> _KUTIPAN TEKS_
════════════════
Bersediakah Kalian Menukar Kebebasan Dengan Janji Keamanan dari Negara?

Indonesia dirongrong bermacam ancaman. Begitu yang disampaikan politikus dan aparat hukum serta militer. Ada banyak sekali hal-hal yang menghantui negara ini, mulai dari terorisme, ancaman militan ISIS yang bercokol di Kota Marawi, selatan Filipina. Belum lagi gerakan yang ingin mengganti Pancasila dengan ideologi lain. Jangan lupa pula komunisme (bagi beberapa orang ideologi ini tak pernah mati), neoliberalisme (yang tak banyak orang tahu sebenarnya apaan maknanya), peredaran narkoba sebagai proxy (sudah seperti mantra), hingga eksistensi komunitas LGBTQ. Banyak sekali ancaman. Indonesia dalam situasi darurat.

Negara ini terancam ambruk karena sebab-sebab di atas. Sekali lagi, begitulah pernyataan para politikus, aparat, dan “pengamat” lewat media massa. Terutama mereka yang merasa peduli pada negeri ini dan selalu bilang ke banyak orang, kita sedang mengalami zaman edan, kala bendu, dan ramalan nihilis semacamnya.

Videos by VICE

Menjadi depresif atas “nasib bangsa” ini adalah satu hal. Sementara mendukung terbitnya peraturan perundang-undangan atau produk hukum sejenis yang kemudian diklaim sebagai obat mujarab untuk menghapus berbagai ancaman tadi merupakan perkara lain lagi. Tawaran dilematis inilah yang sedang diberikan pemerintah Indonesia pada warganya, melalui dua produk hukum yang disebut banyak pihak bersifat represif dan bernuansa otoritarian.

Salah satu sedang menjadi sorotan pemerintah adalah meningkatnya aksi teror bermotif khilafah menyasar aparat dan warga sipil setahun terakhir. Belum tuntasnya konflik antara militer Filipina dan militan ISIS di Marawi juga mulai memicu kekhawatiran, mengingat besarnya potensi sebagian jihadis menyeberang ke wilayah Tanah Air.
════════════════
> _KETENTUAN TUGAS_
1 – Ganti "warga sipil" dengan "masyarakat sipil" pada bagian kutipan teks yang dimulai dari "Menjadi depresif atas" dan berakhir pada "wilayah Tanah Air.", lalu tuliskan kembali bagian tersebut.
2 – Menurut kutipan teks, di kota mana militan ISIS bercokol?
════════════════
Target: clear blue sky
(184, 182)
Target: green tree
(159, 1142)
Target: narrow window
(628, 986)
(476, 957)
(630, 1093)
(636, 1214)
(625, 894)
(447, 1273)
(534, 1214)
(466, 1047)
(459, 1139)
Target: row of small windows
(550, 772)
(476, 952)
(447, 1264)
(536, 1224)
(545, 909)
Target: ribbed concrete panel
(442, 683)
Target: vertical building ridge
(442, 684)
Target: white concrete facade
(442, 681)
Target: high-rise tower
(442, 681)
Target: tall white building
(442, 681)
════════════════
> _JAWABAN TUGAS_
1 –
Menjadi depresif atas “nasib bangsa” ini adalah satu hal. Sementara mendukung terbitnya peraturan perundang-undangan atau produk hukum sejenis yang kemudian diklaim sebagai obat mujarab untuk menghapus berbagai ancaman tadi merupakan perkara lain lagi. Tawaran dilematis inilah yang sedang diberikan pemerintah Indonesia pada warganya, melalui dua produk hukum yang disebut banyak pihak bersifat represif dan bernuansa otoritarian.

Salah satu sedang menjadi sorotan pemerintah adalah meningkatnya aksi teror bermotif khilafah menyasar aparat dan masyarakat sipil setahun terakhir. Belum tuntasnya konflik antara militer Filipina dan militan ISIS di Marawi juga mulai memicu kekhawatiran, mengingat besarnya potensi sebagian jihadis menyeberang ke wilayah Tanah Air.

2 – Di Kota Marawi, selatan Filipina.